SUPPLIED TEXT —
>>>
Media 2.0 101: The technology beat isn’t optional

the technology beatI’m going to leave the world of technology for a bit today to talk “about” the world of technology, because I think media companies are missing a big, ongoing story, simply because we’re a part of it. An entirely new media industry has birthed, blossomed and produced fruit within the last 15 years, and its coverage area has expanded to the point where mass media companies have no choice but to get onboard. I’m referring to tech media and its grip on information about the most amazing phenomenon of the new age.

We view technology only as a way to make our jobs easier, but that’s a little like putting electric lights on a ship designed to hunt whales for the lantern oil industry. Technology is far more than “our” tools; it’s the biggest story to come along since the printing press, yet we somehow manage to either completely or mostly ignore it.

This is vastly oversimplified, but tech media began as a way for certain geeks to inform other geeks about innovations in technology that might interest them. This spawned an immense field of geek celebrities, such as Robert Scoble, Michael Arrington, Nick Denton and a host of others, and produced some real winners in terms of new media companies, like TechCrunch, Gawker, and thousands of specialized blogs. Tech media is also producing hybrid news and information models, like Duncan Riley’s The Inquistr, an eclectic blend of news that shouts “relevance” to its audience. The Inquistr includes sports stories, celebrity gossip and other mainstream items, which is to say that it crosses over into more of a mass media model with a proclivity towards technology.

News about technology now impacts people far beyond its original intent. And as we watch device after device and technology after technology cross the magical 50% threshold in terms of consumer adoption, it’s crystal clear that the demand for this kind of news and information is headed up, up, up. Do I buy from Apple or Microsoft? Is the iPad worth Apple’s restrictions? And what about my smartphone? What to believe, is the issue, and, even more importantly, who to believe.
<<<
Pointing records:
>>>
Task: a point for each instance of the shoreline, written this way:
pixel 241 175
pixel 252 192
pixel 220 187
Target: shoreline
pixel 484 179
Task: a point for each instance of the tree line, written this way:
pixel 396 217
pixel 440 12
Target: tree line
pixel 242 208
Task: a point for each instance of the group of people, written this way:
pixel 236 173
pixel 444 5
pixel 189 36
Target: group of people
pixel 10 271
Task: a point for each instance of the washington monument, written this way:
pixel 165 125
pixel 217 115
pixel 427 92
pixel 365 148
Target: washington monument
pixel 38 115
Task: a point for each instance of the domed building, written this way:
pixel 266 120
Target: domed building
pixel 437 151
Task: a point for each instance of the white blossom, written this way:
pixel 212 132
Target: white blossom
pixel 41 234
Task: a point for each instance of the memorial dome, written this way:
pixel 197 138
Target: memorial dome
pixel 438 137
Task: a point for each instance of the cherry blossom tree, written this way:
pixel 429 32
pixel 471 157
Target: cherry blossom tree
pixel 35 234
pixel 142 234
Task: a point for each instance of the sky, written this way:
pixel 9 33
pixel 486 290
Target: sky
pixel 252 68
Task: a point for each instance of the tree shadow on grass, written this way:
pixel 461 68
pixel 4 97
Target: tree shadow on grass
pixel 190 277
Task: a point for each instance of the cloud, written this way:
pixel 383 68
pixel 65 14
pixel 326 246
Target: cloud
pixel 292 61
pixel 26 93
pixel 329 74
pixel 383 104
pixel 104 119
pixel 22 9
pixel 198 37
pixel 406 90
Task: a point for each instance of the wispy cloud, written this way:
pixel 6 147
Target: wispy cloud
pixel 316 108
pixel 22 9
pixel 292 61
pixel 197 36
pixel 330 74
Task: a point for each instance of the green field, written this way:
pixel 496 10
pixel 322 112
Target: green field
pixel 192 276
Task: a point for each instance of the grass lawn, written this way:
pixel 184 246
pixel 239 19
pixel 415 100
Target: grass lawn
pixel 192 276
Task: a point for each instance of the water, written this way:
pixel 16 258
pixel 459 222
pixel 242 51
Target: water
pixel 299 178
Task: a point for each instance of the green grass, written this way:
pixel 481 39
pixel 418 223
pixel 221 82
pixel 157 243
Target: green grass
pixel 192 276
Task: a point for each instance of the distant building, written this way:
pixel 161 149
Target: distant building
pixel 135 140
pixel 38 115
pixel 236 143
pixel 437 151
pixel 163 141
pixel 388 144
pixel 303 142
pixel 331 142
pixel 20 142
<<<
>>>
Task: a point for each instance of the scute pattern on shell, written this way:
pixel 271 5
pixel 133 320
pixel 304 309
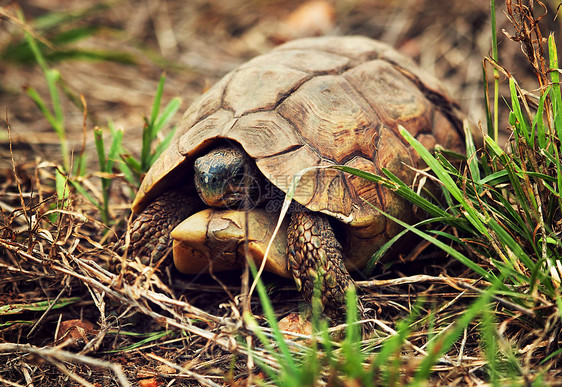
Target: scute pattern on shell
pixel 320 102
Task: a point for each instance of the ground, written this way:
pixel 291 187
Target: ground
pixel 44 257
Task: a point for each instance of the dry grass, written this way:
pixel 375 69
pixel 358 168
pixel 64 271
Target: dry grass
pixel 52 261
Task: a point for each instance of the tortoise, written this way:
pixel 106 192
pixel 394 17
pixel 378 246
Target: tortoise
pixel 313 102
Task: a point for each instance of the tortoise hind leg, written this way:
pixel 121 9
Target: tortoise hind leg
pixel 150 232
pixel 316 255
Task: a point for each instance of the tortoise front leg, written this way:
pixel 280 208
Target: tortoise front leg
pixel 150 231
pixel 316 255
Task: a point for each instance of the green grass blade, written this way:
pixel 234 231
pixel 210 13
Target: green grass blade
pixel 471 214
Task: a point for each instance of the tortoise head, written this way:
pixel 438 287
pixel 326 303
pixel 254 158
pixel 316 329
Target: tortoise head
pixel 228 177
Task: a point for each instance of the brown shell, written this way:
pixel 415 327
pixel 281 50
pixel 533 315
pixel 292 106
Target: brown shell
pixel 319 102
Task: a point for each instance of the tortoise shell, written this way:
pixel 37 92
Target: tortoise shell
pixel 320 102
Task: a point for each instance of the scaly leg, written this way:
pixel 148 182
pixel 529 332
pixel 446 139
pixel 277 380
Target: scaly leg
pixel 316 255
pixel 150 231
<<<
THE PROBLEM —
From the piece on the technology beat, output the passage that begins with the words containing "News about technology" and ends with "who to believe.".

EXPECTED OUTPUT —
News about technology now impacts people far beyond its original intent. And as we watch device after device and technology after technology cross the magical 50% threshold in terms of consumer adoption, it’s crystal clear that the demand for this kind of news and information is headed up, up, up. Do I buy from Apple or Microsoft? Is the iPad worth Apple’s restrictions? And what about my smartphone? What to believe, is the issue, and, even more importantly, who to believe.